Extract:

------------------------

UNITED STATES DISTRICT COURT EASTERN DISTRICT OF NEW YORK
June 8, 2011
IN RE 347 LINDEN LLC
The opinion of the court was delivered by: Matsumoto, United States District Judge
MEMORANDUM & ORDER
On April 22, 2011, 347 Linden LLC ("347 Linden," "Debtor," or "Appellant") brought an "Emergency Order to Show Cause with Temporary Restraints" to this court, requesting that the court order Federal National Mortgage Association ("Fannie Mae," or "Appellee") to show cause why an order should not be entered (1) staying two March 8, 2011 orders by the United States Bankruptcy Court, Eastern District of New York (Rosenthal, J.) granting relief from a stay and dismissing 347 Linden's chapter 11 petition, and (2) staying a foreclosure sale of the property known as 347 Linden Street, Brooklyn, New York 11237, Block 3328, Lot 47 (the "Property"). Fannie Mae opposes debtor's emergency application. On April 22, 2011, the court denied debtor's application to stay the foreclosure sale unless debtor posted a $100,000 bond by April 27, 2011. Debtor posted the bond on April 27, 2011 and the court stayed the sale, pending briefing on the instant motion. For the reasons set forth below, the debtor's request for a stay of the bankruptcy court's orders and of the foreclosure sale is denied.

------------------------

To be done:
(1) According to the memorandum, by what date did the debtor have to post a $100,000 bond to stop the foreclosure sale?
(2) Translate this sentence from the memorandum into Spanish: "Fannie Mae opposes debtor's emergency application."
(3) Continue the memorandum on 347 Linden LLC from its last sentence.

------------------------

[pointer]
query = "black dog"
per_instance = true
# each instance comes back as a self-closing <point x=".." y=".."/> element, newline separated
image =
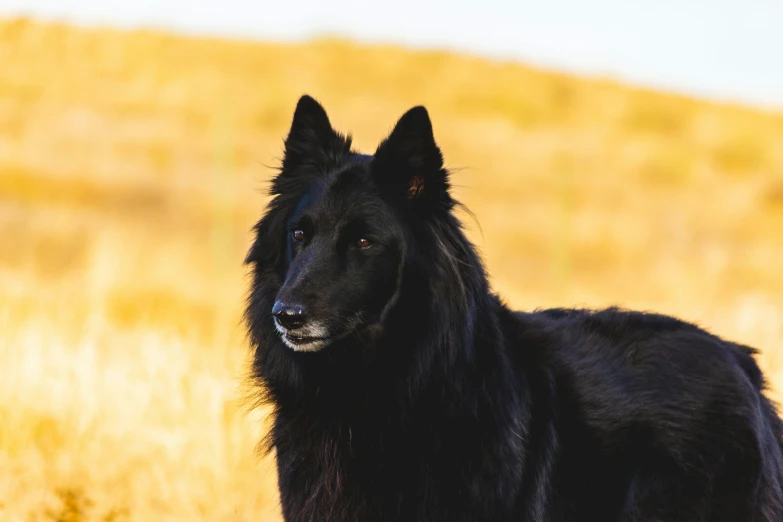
<point x="404" y="390"/>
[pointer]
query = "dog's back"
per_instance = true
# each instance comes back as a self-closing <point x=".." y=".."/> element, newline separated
<point x="678" y="412"/>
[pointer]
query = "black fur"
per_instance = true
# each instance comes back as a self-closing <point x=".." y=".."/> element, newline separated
<point x="430" y="400"/>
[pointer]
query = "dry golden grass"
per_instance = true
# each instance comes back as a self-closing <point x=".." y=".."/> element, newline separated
<point x="133" y="164"/>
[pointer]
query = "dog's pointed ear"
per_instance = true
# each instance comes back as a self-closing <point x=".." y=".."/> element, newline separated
<point x="409" y="162"/>
<point x="311" y="137"/>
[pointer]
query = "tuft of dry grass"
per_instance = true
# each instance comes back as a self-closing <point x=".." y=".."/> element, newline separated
<point x="133" y="164"/>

------------------------

Responses to the tasks:
(1) April 27, 2011

(2) Fannie Mae se opone a la solicitud de emergencia del deudor.

(3)
Debtor is a New York limited liability company. (ECF No. 1, [Debtor's] Emergency Order to Show Cause with Temporary Restraints ("Debtor Pet."), Ex. C, Motion of Federal National Mortgage Association for Entry of an Order (A) Dismissing Chapter 11 Case; or Alternatively, (B) Modifying Automatic Stay (the "Lift Stay Motion"), at ¶ 9.) Debtor's sole asset is a multi-apartment property with two commercial units in Brooklyn, New York. (ECF No. 9, [Fannie Mae's] Memorandum of Law in Opposition to Appellant's Emergency Application for a Stay of the Bankruptcy Court's Orders Granting Relief from Stay and Dismissing the Chapter 11 Bankruptcy Case and a Stay of the Foreclosure Sale for Property Known as 347 Linden Street, Brooklyn, New York ("Fannie Mae Opp.") at 5.)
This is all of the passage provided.